Given records:
-.-.-

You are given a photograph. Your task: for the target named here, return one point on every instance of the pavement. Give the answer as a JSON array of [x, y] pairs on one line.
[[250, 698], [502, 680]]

-.-.-

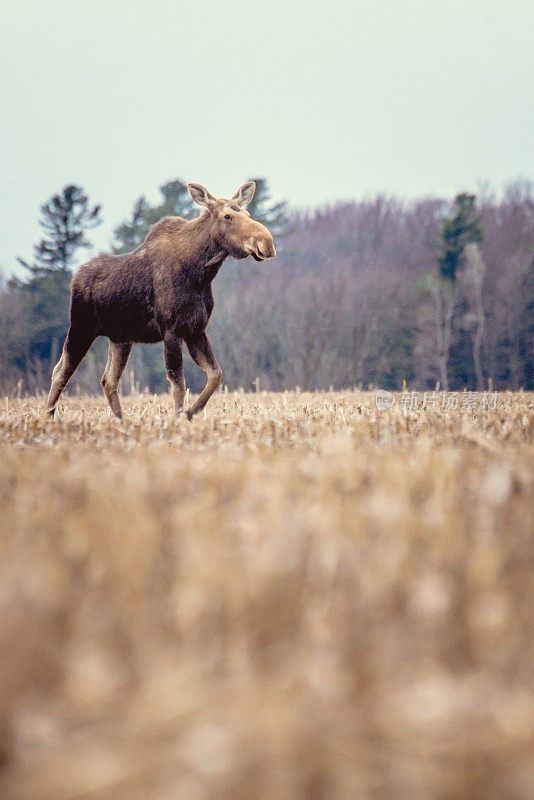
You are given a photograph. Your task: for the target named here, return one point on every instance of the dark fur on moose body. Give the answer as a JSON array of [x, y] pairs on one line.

-.-.-

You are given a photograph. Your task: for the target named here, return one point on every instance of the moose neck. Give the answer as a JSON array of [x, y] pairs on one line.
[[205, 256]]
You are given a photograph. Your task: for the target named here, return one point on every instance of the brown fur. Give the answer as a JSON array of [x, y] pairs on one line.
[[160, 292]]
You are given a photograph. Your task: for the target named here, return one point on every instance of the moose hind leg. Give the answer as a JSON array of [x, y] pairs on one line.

-.-.-

Exercise description: Your task is to transcribe, with no changes, only the lines of the listing above that lie between the line holding "of the brown" and the line holding "the moose hind", inclusive.

Response to the task:
You are given a photograph. Your task: for the target named here, return one point on every instance of the brown fur. Give the answer as a JSON array of [x, y] pairs on one line.
[[160, 292]]
You are given a photograph. Your task: for the target named here, return one point on every instance of the moose hind leg. Give the answer as a JSON array of [x, y] pairs on one line.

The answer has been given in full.